**Task statement**. Copy the listing below word for word, from its first line through the line that contains "<point>445,468</point>", including both of those lines.
..........
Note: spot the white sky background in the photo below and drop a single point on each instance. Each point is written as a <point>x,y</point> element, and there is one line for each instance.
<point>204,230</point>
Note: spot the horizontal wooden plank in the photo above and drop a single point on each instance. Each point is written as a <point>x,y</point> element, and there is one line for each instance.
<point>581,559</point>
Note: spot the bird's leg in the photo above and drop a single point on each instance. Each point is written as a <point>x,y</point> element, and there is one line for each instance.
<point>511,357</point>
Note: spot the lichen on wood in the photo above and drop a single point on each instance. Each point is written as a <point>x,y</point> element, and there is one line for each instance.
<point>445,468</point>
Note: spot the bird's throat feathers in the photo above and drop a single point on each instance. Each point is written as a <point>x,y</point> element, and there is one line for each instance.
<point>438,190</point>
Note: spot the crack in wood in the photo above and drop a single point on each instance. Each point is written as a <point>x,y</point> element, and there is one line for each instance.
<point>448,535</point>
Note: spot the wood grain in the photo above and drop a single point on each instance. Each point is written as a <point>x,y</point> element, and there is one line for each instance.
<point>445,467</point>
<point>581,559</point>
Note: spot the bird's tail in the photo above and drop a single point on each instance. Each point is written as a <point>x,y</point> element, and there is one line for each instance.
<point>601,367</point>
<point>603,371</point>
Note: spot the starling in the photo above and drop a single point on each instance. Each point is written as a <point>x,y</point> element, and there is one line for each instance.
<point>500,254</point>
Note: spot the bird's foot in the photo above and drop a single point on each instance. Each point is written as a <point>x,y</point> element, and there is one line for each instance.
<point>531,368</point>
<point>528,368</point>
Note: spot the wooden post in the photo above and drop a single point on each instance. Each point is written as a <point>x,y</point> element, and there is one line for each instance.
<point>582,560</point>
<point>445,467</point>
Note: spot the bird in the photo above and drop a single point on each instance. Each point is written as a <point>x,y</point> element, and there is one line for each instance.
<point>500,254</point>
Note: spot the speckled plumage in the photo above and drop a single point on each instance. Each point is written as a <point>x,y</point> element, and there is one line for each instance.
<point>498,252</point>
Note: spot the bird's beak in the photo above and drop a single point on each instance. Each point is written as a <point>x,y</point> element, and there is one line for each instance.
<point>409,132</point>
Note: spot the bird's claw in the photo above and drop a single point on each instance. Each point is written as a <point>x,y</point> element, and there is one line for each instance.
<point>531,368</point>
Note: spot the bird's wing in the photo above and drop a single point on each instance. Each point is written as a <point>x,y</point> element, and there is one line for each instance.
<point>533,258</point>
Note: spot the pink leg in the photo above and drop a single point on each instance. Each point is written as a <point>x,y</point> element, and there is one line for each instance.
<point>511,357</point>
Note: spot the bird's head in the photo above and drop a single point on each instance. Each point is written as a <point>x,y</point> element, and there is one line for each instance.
..........
**The response**.
Note: spot the white sky background in the photo below and drop a single point on each instance. Each point is written as a <point>x,y</point> element, and there is one line for each instance.
<point>204,230</point>
Note: spot the horizontal wooden plank in the photo above and drop a single point on each instance. Each point is written as a <point>x,y</point> element, and there is one line for each instance.
<point>581,559</point>
Note: spot the bird's leg in the photo above and drop a single point on each instance. Each point is written as a <point>x,y</point> element, and there is one line for each instance.
<point>511,357</point>
Note: spot the lichen on wood in the photo above and drop a single point on each instance. Each point is written as a <point>x,y</point> element, and there is one line for each instance.
<point>445,468</point>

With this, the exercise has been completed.